**** ROWS ****
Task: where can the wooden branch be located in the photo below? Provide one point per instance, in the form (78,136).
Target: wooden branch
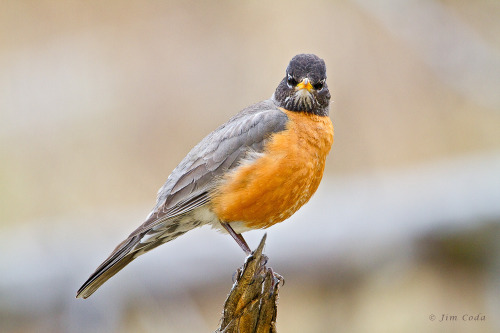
(251,304)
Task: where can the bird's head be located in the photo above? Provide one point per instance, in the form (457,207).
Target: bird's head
(304,86)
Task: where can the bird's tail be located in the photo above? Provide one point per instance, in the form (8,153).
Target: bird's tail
(139,242)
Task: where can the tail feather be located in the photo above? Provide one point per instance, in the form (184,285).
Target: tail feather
(118,259)
(135,245)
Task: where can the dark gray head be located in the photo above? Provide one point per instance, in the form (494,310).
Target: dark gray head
(304,86)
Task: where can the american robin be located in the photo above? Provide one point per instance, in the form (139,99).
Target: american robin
(255,170)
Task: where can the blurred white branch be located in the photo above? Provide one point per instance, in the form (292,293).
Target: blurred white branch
(457,54)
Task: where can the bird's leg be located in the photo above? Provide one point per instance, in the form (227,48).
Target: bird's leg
(238,238)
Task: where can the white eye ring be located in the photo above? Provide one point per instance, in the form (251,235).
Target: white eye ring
(291,82)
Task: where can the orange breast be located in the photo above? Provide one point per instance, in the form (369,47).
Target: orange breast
(271,188)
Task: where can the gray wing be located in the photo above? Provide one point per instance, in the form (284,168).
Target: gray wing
(191,182)
(189,185)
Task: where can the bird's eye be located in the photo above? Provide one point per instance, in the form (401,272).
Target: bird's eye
(318,86)
(291,81)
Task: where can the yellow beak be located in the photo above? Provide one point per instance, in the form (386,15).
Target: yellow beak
(305,84)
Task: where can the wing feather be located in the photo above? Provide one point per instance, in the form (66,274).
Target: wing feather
(190,184)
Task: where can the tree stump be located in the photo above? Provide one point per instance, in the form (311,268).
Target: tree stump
(251,305)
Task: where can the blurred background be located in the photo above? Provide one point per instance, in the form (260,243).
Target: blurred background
(99,101)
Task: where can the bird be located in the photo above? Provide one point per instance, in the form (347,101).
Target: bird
(250,173)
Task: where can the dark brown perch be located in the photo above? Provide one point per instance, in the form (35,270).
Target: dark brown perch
(251,306)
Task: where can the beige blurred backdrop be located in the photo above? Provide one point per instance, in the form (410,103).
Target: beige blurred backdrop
(99,101)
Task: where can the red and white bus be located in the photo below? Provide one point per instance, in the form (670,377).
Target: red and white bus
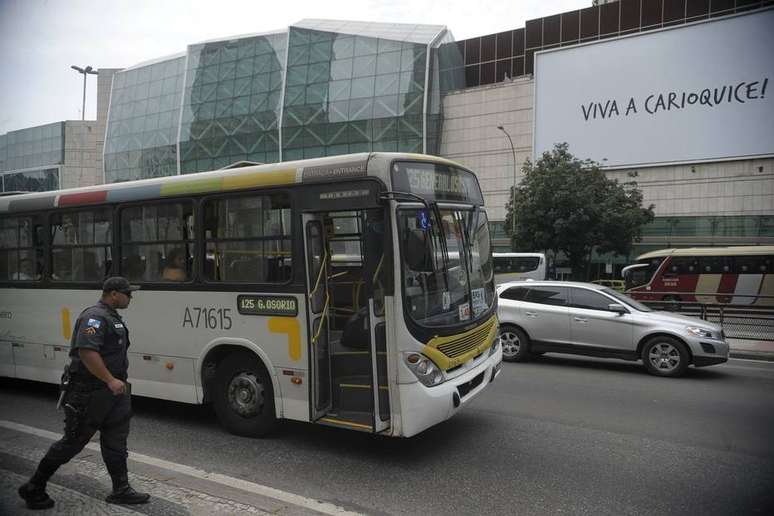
(742,275)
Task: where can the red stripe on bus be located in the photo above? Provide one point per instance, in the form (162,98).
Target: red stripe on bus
(727,286)
(83,198)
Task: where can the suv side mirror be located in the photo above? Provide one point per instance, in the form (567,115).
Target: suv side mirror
(619,309)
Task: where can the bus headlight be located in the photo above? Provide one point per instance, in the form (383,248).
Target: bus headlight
(700,332)
(494,346)
(424,369)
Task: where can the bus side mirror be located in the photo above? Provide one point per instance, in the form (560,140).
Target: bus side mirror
(418,252)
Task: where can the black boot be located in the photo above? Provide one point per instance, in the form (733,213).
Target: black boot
(35,495)
(124,494)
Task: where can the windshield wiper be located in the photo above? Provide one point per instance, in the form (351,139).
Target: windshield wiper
(430,206)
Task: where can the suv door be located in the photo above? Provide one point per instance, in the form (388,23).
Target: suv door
(545,316)
(593,325)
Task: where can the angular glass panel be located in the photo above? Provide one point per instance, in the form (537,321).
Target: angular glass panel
(341,69)
(364,66)
(363,87)
(360,109)
(339,90)
(387,84)
(318,72)
(297,75)
(365,46)
(343,47)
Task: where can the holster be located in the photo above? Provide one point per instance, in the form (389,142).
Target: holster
(64,384)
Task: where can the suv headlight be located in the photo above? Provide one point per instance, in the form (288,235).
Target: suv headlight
(423,368)
(700,332)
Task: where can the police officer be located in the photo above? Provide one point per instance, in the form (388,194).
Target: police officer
(96,398)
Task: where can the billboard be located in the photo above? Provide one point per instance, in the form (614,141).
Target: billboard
(694,93)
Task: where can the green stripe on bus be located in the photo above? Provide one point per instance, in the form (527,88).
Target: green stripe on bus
(193,186)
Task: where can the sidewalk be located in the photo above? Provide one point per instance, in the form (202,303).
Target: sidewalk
(751,349)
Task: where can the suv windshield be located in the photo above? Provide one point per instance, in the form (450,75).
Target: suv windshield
(447,264)
(642,273)
(626,300)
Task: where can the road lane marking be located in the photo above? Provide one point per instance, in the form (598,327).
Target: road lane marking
(250,487)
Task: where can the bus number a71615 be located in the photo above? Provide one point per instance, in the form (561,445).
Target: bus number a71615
(209,318)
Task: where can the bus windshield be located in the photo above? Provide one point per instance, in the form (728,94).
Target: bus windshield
(640,273)
(447,265)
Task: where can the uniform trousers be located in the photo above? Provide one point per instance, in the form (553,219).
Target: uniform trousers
(89,408)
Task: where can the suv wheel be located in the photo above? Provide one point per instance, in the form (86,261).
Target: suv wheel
(665,356)
(515,343)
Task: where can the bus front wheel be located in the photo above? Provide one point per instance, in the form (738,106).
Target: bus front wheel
(515,343)
(244,397)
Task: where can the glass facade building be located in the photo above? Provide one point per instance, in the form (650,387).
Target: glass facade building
****
EXERCISE DETAILS
Rewrite all of the items above, replacing "Target" with "Label" wherever it occurs and leaving everything else unchanged. Omit the pictures from your answer.

SOLUTION
Task: where can the wooden branch be located in the photo below? Provide one point per instance, in the form (78,136).
Label: wooden branch
(251,304)
Task: where can the bird's head be located in the photo above? Provide one point per instance, in the form (457,207).
Label: bird's head
(304,86)
Task: where can the bird's tail be located in the photo above? Provide one point per instance, in the form (8,153).
Label: bird's tail
(139,242)
Task: where can the tail feather be located in the photo above? Provide one point per instance, in the form (184,285).
Label: tail feather
(118,259)
(135,245)
Task: where can the dark gray head be located in the photo above? Provide one point per instance, in the form (494,310).
Label: dark gray head
(304,86)
Task: where can the american robin be located in the photo above? Provide one point per instance, in the form (139,99).
Label: american robin
(255,170)
Task: where can the blurred white branch be located in the photo above? Provide one point per instance, in the form (292,293).
Label: blurred white branch
(457,54)
Task: where can the bird's leg be located in the photo above? Provide one point per instance, in the form (227,48).
Label: bird's leg
(238,238)
Task: where can the white eye ring be located in the photo above? Provide one point per instance, in the form (251,235).
Label: white eye ring
(291,82)
Task: where can the orange breast be located in the photo above? Provide one point per instance, in the form (369,47).
Label: orange breast
(271,188)
Task: where can the gray wing be located in the photo above? Provide one point per instance, in the form (284,168).
Label: gray wing
(191,182)
(189,185)
Task: where can the bird's eye be located in the photo above? Provide one point per instance, in the form (401,272).
Label: bird's eye
(318,86)
(291,81)
Task: where can the yellow beak be located in the photo above? Provide one point per instance, in the form (386,15).
Label: yellow beak
(305,84)
Task: where can the wing feather be located in the photo above? Provide one point per instance, in the form (66,274).
Label: wing feather
(190,184)
Task: where can the tree stump be located in the photo above? Provide one point per instance, in the form (311,268).
Label: tree stump
(251,305)
Task: where can the blurred background be located in the photo above? Provide one point per instance, in the form (260,243).
Label: blurred background
(99,101)
Task: where can the bird be located in the photo above? Provide one point per instance, in the form (347,101).
Label: bird
(250,173)
Task: where can the dark brown perch be located in the photo above? Provide one point per instance, in the form (35,270).
Label: dark brown perch
(251,306)
Task: where can the beige blurred backdrop be located in the photo above? Provide one point per instance, in the form (410,103).
Label: beige blurred backdrop
(99,101)
Task: where can the red and white bus be located in the photo below? Provide one point per instance, in the form (670,377).
Label: red and white bus
(742,275)
Task: where can the red stripe on bus be located in the photo above? Provide one point per instance, in the form (162,98).
Label: red stripe on bus
(727,286)
(83,198)
Task: where can the suv side mirror be located in the photo above? Provide one point per instance, in the form (567,115).
Label: suv side mirror
(619,309)
Task: where can the bus headlight be located in the photo above? Provide one point per instance, in the form (383,248).
Label: bus headlight
(700,332)
(494,346)
(424,369)
Task: where can the bus side mirror be located in the photo above? Provide one point per instance, in the form (560,140).
Label: bus side mirror
(418,252)
Task: where can the black boot be located in the photo above? Provide one point per instance, in the form (733,213).
Label: black boot
(35,495)
(124,494)
Task: where can the windshield wiper be located in the photo above? Provide one point per instance, in the form (351,139).
Label: windshield wiper
(430,206)
Task: where can the suv door be located in the photo above? Provide one point per instance, in the form (388,23).
Label: suv door
(545,316)
(593,325)
Task: where can the angular glass panel be located in the photo above? Provide one point per instance, in the form (537,321).
Label: angular glass panel
(341,69)
(364,66)
(363,87)
(360,109)
(339,90)
(387,84)
(318,72)
(297,75)
(365,46)
(343,47)
Task: where can the holster be located in the photo above? Provide one point per instance, in the form (389,142).
Label: holster
(64,384)
Task: where can the suv headlight be located in the photo above? Provide one point per instance, in the form (288,235).
Label: suv headlight
(423,368)
(700,332)
Task: where can the police officer be located in the photo above? Provide one point per instance, in the form (388,194).
Label: police officer
(96,398)
Task: where can the billboard be located in the photo above? Provide one point per instance, in the form (614,141).
Label: billboard
(694,93)
Task: where can the green stripe on bus be located in the photo above? Provide one point per instance, in the form (527,88).
Label: green stripe on bus
(193,186)
Task: where can the sidewalk be located in the photo above? Provide one point per instance, in the form (202,303).
Label: sidewalk
(751,349)
Task: where can the suv windshield be located in the photo above? Provide one point per instance, in the form (450,75).
Label: suv windshield
(447,264)
(642,273)
(626,300)
Task: where can the road lane marking be located in the photo above? Provide one point per instance, in the form (598,327).
Label: road lane marking
(250,487)
Task: where can the bus number a71615 be located in the photo above? Provide one point per instance, in the form (561,445).
Label: bus number a71615
(209,318)
Task: where can the bus windshield be located in the photo above? Provide one point per instance, in the form (728,94).
Label: bus windshield
(640,273)
(447,265)
Task: where can the uniform trousers be located in the photo above? Provide one point per instance, in the form (553,219).
Label: uniform trousers
(89,408)
Task: where can the suv wheel be located in the photo above? Provide one point per instance, in the form (86,261).
Label: suv wheel
(665,356)
(515,343)
Task: where can the bus front wheel be located in the photo above? Provide one point per instance, in the form (738,106).
Label: bus front wheel
(515,343)
(244,397)
Task: where can the glass facade building be located in the photo above? Provide one point per instance, in the form (650,387).
Label: glass facade building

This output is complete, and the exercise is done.